▸ TEXTE RETENU
C’est elle, en effet, qui a modifié, pour autant que cela est possible, l’image que nous nous faisons d’un paysage, ou d’un homme, ou d’un cheval en mouvement. Répandues à profusion autour de nous, ces cartes d’identité de la nature, auxquelles nous accordons une confiance absolue, remplacent peu à peu dans notre mémoire les images qu’y déposaient autrefois ces tableaux, ces estampes et ces gravures où le corps humain était toujours quelque peu amélioré, généralisé, idéalisé. Ruskin appelle pittoresquement les photographies des « citations de la nature. » Or le grand nombre de ces citations, mises sous nos yeux, nous fait connaître le texte sacré de telle façon que l’artiste qui voudra y changer un mot sera tout de suite pris en défaut. Elles ne sont donc pas seulement pour celui-ci un adjuvant, un moyen d’étude, elles sont aussi pour le public un moyen de contrôle, une pierre de touche d’apparence très sûre. De là vient qu’on n’ose plus composer les paysages comme le faisaient encore les romantiques, ni se permettre ces additions de muscles, ces incorrections de dessin qui abondent chez Michel-Ange, ni cette généralisation systématique des formes qui caractérisa l’école de David. D’innombrables photographies prises d’après des modèles d’ateliers et consultées à tout instant par les artistes, arrêteraient vite ceux-ci sur la pente de l’idéalisme, s’ils risquaient jamais plus d’y glisser.

▸ CONSIGNES ET EXIGENCES
Recopiez intégralement le texte sur la photographie et l’art, sans rien y modifier. Appuyez-vous uniquement sur le texte.

(Quelques lignes)
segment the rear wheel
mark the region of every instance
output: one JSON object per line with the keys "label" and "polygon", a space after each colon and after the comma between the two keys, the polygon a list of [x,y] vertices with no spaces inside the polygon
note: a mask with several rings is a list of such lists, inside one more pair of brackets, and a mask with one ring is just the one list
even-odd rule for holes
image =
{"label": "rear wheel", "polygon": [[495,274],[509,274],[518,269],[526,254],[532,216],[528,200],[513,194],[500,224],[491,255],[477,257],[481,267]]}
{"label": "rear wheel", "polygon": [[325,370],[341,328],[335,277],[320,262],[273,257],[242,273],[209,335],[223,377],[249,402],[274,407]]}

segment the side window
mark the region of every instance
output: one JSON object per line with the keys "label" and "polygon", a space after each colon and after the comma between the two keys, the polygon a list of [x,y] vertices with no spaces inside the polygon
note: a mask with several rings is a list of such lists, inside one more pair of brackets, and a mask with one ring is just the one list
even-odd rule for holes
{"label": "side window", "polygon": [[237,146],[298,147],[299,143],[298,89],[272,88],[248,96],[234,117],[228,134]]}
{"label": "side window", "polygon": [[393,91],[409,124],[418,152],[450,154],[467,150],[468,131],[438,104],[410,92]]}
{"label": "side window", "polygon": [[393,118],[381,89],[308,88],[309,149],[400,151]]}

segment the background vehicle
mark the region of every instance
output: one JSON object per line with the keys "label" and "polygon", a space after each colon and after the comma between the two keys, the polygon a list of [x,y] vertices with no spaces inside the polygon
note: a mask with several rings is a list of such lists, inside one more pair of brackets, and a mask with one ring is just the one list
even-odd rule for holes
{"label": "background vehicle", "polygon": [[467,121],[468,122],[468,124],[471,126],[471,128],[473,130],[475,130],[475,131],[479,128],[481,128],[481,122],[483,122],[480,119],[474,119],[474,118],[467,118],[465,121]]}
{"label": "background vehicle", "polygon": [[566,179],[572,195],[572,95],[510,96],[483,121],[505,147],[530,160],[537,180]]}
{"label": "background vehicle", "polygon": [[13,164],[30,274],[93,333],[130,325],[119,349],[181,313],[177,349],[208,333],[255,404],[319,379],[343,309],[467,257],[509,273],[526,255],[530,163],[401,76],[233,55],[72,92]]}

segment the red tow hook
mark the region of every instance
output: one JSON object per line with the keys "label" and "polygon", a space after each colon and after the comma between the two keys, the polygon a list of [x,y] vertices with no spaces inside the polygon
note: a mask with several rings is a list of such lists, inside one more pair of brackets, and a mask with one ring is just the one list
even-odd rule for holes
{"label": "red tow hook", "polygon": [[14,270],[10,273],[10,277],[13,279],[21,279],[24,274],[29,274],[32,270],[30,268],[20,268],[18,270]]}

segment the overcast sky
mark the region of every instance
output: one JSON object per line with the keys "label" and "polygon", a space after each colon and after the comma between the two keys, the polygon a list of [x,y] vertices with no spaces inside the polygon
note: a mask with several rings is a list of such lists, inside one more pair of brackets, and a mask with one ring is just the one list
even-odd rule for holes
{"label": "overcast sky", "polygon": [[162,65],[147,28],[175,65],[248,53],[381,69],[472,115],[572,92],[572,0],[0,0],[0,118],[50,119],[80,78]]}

▸ BONNE RÉPONSE
C’est elle, en effet, qui a modifié, pour autant que cela est possible, l’image que nous nous faisons d’un paysage, ou d’un homme, ou d’un cheval en mouvement. Répandues à profusion autour de nous, ces cartes d’identité de la nature, auxquelles nous accordons une confiance absolue, remplacent peu à peu dans notre mémoire les images qu’y déposaient autrefois ces tableaux, ces estampes et ces gravures où le corps humain était toujours quelque peu amélioré, généralisé, idéalisé. Ruskin appelle pittoresquement les photographies des « citations de la nature. » Or le grand nombre de ces citations, mises sous nos yeux, nous fait connaître le texte sacré de telle façon que l’artiste qui voudra y changer un mot sera tout de suite pris en défaut. Elles ne sont donc pas seulement pour celui-ci un adjuvant, un moyen d’étude, elles sont aussi pour le public un moyen de contrôle, une pierre de touche d’apparence très sûre. De là vient qu’on n’ose plus composer les paysages comme le faisaient encore les romantiques, ni se permettre ces additions de muscles, ces incorrections de dessin qui abondent chez Michel-Ange, ni cette généralisation systématique des formes qui caractérisa l’école de David. D’innombrables photographies prises d’après des modèles d’ateliers et consultées à tout instant par les artistes, arrêteraient vite ceux-ci sur la pente de l’idéalisme, s’ils risquaient jamais plus d’y glisser.